データ記録 —

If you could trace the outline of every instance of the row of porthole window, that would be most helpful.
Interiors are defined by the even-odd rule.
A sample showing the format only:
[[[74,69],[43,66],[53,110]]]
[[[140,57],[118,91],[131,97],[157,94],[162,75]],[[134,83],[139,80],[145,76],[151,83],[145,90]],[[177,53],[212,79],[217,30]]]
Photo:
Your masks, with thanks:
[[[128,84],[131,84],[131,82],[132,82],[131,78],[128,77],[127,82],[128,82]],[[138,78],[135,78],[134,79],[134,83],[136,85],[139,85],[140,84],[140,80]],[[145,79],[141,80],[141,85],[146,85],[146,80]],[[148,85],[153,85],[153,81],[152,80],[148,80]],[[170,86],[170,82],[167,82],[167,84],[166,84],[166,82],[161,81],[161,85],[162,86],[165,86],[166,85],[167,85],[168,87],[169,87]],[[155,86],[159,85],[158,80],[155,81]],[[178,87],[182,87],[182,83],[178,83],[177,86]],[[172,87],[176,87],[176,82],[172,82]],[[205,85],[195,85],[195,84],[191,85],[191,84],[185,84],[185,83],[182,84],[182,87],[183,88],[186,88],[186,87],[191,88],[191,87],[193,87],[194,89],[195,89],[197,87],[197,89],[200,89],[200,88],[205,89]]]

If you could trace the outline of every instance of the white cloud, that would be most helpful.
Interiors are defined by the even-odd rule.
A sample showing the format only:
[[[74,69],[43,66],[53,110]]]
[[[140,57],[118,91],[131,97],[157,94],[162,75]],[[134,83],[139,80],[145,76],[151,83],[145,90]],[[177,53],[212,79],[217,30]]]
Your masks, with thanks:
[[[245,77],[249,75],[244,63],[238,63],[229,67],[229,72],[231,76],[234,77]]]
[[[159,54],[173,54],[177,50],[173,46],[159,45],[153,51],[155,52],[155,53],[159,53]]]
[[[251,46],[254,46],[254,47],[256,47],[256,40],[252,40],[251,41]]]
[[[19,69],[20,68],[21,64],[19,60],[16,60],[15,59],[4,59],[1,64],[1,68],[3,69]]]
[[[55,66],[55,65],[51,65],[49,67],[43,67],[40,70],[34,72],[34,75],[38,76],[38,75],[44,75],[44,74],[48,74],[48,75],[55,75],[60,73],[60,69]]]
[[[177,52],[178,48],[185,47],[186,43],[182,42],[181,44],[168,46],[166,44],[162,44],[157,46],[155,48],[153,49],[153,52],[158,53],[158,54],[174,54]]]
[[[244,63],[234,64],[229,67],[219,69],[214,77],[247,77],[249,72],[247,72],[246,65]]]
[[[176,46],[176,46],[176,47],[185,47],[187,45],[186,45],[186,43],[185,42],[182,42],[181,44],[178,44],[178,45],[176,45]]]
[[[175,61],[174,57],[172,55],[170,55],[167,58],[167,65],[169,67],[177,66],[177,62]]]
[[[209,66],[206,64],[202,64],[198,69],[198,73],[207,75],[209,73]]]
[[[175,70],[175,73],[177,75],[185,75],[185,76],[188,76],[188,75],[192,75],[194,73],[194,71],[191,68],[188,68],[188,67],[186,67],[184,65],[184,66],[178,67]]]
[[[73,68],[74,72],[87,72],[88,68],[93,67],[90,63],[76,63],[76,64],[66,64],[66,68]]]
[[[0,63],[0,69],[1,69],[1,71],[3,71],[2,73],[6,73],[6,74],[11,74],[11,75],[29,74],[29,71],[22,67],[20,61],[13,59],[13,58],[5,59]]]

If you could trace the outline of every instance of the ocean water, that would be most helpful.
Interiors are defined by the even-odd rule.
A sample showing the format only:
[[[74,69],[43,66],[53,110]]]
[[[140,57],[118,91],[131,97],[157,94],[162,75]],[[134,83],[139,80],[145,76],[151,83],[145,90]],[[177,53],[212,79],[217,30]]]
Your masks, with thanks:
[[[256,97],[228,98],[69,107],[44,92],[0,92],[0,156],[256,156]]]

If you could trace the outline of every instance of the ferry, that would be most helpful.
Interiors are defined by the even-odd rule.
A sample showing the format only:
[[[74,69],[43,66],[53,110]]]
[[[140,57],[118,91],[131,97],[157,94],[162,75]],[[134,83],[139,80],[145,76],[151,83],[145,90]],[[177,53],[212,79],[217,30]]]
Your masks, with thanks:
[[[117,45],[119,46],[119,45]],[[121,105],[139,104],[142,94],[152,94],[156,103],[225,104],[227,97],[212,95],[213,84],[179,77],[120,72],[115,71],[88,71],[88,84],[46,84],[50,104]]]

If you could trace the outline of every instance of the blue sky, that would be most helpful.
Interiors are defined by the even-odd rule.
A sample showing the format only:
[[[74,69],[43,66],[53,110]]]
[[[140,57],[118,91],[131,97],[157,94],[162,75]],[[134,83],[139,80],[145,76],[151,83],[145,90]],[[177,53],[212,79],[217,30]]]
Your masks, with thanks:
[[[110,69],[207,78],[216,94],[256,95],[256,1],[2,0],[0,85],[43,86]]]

課題の内容 — 記録のうち「ferry, that would be most helpful.」を含む行から記録の末尾までの行（両端を含む）だけを、指示文も含めてすべて書き直してください。その際、回答の座標の数値をすべて1.65倍にスケーリングして整数に丸め（0.5は切り上げ）、指示文と書式見本の数値はそのままにしてください。

回答 —
If you could trace the outline of every instance of the ferry, that would be most helpful.
Interiors are defined by the even-odd rule.
A sample showing the format only:
[[[74,69],[43,66],[53,110]]]
[[[140,57],[118,91],[131,97],[157,94],[162,75]],[[134,83],[139,80],[145,76],[151,83],[145,90]],[[177,53],[212,79],[217,30]]]
Your masks, with thanks:
[[[193,74],[196,76],[196,74]],[[200,173],[229,172],[234,155],[251,155],[257,170],[371,172],[375,160],[350,157],[351,139],[295,127],[198,119],[190,117],[145,117],[145,139],[76,139],[83,172]]]

If you could trace the outline of every instance of the blue sky, that would be most helpful.
Interiors are defined by the even-odd rule.
A sample showing the format only:
[[[74,69],[43,66],[53,110]]]
[[[140,57],[118,91],[131,97],[157,94],[162,75]],[[134,83],[139,80],[145,76],[151,83],[145,90]],[[177,53],[212,79],[217,30]]]
Your masks, with thanks:
[[[182,114],[342,129],[356,155],[422,157],[422,2],[3,0],[0,140],[71,142]]]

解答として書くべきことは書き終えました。